> **WHAT TO DO**
Show each line of the listing below that contains the string "plastic", copied in full.

> **DATA TO USE**

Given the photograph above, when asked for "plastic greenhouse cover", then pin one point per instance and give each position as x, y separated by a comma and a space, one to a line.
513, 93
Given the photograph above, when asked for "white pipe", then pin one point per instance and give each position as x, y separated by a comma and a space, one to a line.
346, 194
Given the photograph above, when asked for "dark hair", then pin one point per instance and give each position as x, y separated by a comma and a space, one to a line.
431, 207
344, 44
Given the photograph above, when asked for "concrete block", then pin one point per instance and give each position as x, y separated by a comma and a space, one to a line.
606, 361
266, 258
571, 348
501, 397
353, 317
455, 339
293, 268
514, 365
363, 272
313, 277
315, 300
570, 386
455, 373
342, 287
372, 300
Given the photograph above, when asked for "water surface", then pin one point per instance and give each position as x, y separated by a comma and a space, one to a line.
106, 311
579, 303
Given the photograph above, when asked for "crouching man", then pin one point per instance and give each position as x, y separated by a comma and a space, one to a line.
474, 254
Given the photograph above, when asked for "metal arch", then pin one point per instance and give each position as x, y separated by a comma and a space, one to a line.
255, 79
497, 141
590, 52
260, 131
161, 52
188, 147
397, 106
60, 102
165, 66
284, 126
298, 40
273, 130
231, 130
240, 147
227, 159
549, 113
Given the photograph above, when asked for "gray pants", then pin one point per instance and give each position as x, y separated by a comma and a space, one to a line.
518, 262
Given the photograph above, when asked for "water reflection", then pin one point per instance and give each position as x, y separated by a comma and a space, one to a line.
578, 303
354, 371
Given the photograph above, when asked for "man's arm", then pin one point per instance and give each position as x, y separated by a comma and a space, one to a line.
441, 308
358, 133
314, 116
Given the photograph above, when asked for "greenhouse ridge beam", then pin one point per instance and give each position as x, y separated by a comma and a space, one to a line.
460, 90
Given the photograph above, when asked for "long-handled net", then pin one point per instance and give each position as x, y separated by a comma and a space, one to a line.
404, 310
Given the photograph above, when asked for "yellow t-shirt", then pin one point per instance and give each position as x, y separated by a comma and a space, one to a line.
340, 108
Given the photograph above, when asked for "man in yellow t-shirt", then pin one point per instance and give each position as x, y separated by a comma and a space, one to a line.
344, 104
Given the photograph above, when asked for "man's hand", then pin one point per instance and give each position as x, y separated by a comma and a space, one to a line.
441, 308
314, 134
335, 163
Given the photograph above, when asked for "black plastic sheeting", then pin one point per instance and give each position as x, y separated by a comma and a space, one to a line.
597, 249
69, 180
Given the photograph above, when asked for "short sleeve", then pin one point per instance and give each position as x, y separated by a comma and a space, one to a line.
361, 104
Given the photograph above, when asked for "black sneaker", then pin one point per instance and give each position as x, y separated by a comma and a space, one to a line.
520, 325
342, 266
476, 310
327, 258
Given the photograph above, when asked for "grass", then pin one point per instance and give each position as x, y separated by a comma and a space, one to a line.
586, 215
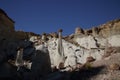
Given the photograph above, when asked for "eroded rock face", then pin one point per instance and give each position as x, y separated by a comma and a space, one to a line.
6, 25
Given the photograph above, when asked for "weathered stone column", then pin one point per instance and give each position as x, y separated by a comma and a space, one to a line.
19, 61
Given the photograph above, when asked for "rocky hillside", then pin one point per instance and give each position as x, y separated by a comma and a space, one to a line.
83, 53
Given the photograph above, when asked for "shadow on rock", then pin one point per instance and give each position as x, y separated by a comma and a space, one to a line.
86, 74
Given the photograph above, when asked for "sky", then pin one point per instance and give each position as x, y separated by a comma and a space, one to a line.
48, 16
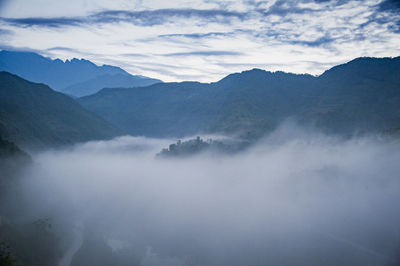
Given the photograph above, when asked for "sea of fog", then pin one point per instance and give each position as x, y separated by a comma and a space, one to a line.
296, 197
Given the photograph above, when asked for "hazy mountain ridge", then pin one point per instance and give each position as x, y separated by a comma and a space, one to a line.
360, 96
77, 77
34, 116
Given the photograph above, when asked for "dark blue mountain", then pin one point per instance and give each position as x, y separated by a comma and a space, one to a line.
34, 116
75, 77
357, 97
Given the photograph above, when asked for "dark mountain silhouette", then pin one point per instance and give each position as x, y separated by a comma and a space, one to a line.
75, 77
34, 116
357, 97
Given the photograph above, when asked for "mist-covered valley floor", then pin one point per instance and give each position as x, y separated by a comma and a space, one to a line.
296, 197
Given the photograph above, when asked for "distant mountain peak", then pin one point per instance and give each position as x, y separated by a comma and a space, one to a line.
62, 75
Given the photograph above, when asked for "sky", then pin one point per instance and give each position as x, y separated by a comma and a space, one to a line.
204, 40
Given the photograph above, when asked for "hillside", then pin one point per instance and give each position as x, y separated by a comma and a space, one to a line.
360, 96
34, 116
77, 77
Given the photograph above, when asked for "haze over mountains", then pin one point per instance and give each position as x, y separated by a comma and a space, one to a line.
359, 97
35, 116
75, 77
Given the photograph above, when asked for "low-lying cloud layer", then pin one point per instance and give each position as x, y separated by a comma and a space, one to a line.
295, 198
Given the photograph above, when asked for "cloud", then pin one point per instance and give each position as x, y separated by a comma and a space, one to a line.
298, 197
206, 53
43, 22
142, 18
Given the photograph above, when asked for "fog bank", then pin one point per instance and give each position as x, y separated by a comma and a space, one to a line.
295, 198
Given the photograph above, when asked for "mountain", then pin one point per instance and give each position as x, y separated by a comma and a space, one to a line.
76, 77
34, 116
357, 97
108, 81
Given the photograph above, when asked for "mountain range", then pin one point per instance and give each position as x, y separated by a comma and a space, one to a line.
35, 116
359, 97
77, 77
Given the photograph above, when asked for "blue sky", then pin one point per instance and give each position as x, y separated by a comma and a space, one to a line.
204, 39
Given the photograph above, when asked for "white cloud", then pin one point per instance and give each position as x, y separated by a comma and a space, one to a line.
294, 41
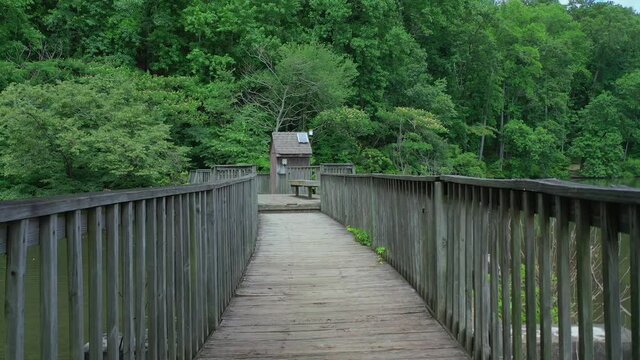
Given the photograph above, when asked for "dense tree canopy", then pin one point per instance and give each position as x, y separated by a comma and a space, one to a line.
117, 94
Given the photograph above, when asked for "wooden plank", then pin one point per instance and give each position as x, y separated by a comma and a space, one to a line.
128, 303
186, 213
193, 266
15, 289
170, 278
301, 323
504, 238
468, 224
478, 276
152, 278
441, 250
211, 262
611, 280
140, 277
564, 282
95, 232
544, 263
161, 280
485, 302
516, 281
76, 285
180, 280
461, 263
49, 287
33, 208
530, 276
113, 288
584, 287
494, 257
634, 254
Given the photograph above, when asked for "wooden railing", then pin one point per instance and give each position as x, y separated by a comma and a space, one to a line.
508, 266
337, 168
154, 267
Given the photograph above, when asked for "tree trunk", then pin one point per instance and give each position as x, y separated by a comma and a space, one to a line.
481, 152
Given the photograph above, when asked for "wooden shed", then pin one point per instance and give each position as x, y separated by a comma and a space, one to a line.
288, 149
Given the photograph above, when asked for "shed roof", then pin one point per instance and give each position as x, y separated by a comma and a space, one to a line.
286, 143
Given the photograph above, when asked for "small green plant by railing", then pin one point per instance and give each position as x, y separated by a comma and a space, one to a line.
360, 235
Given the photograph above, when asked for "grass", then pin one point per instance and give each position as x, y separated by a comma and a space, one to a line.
364, 239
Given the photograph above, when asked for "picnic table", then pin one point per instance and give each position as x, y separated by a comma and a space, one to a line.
311, 185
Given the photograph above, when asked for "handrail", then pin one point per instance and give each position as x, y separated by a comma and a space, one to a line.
491, 258
169, 259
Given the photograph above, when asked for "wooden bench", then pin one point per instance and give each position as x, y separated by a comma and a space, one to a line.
311, 185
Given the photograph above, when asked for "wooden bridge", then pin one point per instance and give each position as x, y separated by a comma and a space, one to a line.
473, 268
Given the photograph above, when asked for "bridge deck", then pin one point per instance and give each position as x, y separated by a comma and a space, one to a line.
312, 292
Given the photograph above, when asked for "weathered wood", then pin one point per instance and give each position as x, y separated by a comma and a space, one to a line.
49, 287
140, 278
151, 258
328, 304
504, 237
170, 278
32, 208
485, 294
181, 317
564, 284
113, 288
128, 300
544, 263
611, 279
95, 233
516, 281
469, 268
76, 285
441, 250
634, 254
494, 259
478, 275
530, 275
15, 289
585, 300
161, 276
133, 288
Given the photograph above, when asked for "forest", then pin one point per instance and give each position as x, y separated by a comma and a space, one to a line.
99, 95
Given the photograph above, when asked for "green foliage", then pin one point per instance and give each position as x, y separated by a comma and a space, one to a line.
298, 82
340, 134
90, 134
533, 152
360, 236
466, 164
506, 89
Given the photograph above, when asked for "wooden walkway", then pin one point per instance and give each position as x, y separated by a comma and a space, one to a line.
311, 292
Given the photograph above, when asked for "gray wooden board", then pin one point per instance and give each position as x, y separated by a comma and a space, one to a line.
312, 292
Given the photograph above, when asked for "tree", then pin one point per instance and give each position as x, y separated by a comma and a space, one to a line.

> **TASK RESULT**
Given the photograph above, when asked for "plastic greenhouse cover", then pin one point per instance and give each position as x, y separated by a comma and a space, one to a line.
Given the photograph above, when asked for "black plastic sheeting", then pin one point per instance and give each position as x, y separated by a comma and a space, one to a line.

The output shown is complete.